Instructions for the task
Determine which lines of the records include the word "mast", and copy them.

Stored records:
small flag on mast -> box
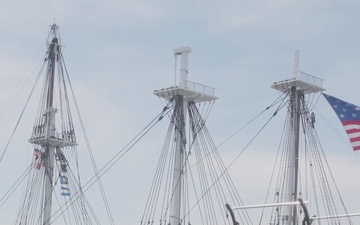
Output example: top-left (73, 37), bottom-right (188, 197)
top-left (323, 93), bottom-right (360, 151)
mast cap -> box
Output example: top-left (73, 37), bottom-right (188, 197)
top-left (173, 46), bottom-right (191, 55)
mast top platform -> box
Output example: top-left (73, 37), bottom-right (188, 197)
top-left (154, 46), bottom-right (218, 103)
top-left (271, 50), bottom-right (326, 94)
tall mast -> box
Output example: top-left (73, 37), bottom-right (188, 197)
top-left (153, 47), bottom-right (218, 225)
top-left (271, 51), bottom-right (325, 225)
top-left (28, 24), bottom-right (78, 225)
top-left (170, 47), bottom-right (190, 224)
top-left (46, 24), bottom-right (58, 109)
top-left (43, 24), bottom-right (59, 225)
top-left (291, 50), bottom-right (301, 225)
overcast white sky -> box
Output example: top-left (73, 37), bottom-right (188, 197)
top-left (0, 0), bottom-right (360, 224)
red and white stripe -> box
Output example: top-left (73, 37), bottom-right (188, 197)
top-left (342, 121), bottom-right (360, 151)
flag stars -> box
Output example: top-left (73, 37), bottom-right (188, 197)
top-left (325, 95), bottom-right (360, 151)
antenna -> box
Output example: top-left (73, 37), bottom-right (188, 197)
top-left (174, 54), bottom-right (178, 86)
top-left (294, 50), bottom-right (299, 78)
top-left (173, 46), bottom-right (191, 88)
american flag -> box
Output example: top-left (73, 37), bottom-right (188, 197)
top-left (323, 93), bottom-right (360, 151)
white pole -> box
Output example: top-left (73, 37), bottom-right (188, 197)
top-left (169, 47), bottom-right (191, 225)
top-left (43, 28), bottom-right (58, 225)
top-left (173, 47), bottom-right (191, 89)
top-left (294, 50), bottom-right (300, 78)
top-left (232, 201), bottom-right (308, 210)
top-left (312, 212), bottom-right (360, 220)
top-left (43, 108), bottom-right (57, 225)
top-left (170, 99), bottom-right (186, 225)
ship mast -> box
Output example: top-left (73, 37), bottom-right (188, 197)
top-left (170, 47), bottom-right (189, 224)
top-left (271, 50), bottom-right (325, 225)
top-left (28, 24), bottom-right (78, 225)
top-left (153, 47), bottom-right (218, 225)
top-left (42, 24), bottom-right (58, 225)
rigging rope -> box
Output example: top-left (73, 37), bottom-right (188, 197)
top-left (49, 102), bottom-right (173, 224)
top-left (217, 88), bottom-right (291, 149)
top-left (263, 92), bottom-right (355, 224)
top-left (0, 62), bottom-right (46, 165)
top-left (0, 27), bottom-right (50, 124)
top-left (61, 52), bottom-right (115, 225)
top-left (314, 107), bottom-right (353, 150)
top-left (259, 103), bottom-right (290, 224)
top-left (0, 164), bottom-right (32, 208)
top-left (182, 95), bottom-right (289, 223)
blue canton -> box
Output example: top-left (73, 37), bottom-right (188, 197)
top-left (323, 94), bottom-right (360, 122)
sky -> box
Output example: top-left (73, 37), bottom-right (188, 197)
top-left (1, 0), bottom-right (360, 224)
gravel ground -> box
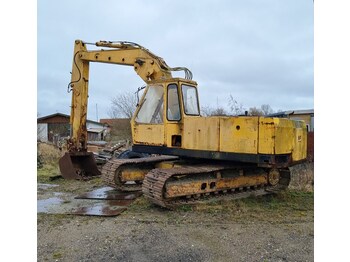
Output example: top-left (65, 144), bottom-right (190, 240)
top-left (37, 179), bottom-right (314, 262)
top-left (38, 215), bottom-right (313, 262)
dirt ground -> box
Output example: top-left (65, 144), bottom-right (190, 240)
top-left (37, 168), bottom-right (314, 262)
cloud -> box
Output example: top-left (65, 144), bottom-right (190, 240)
top-left (38, 0), bottom-right (314, 119)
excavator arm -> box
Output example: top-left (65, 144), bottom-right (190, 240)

Answer to this problem
small flag on mast -> box
mast cap -> box
mast top platform -> box
tall mast -> box
ship mast -> box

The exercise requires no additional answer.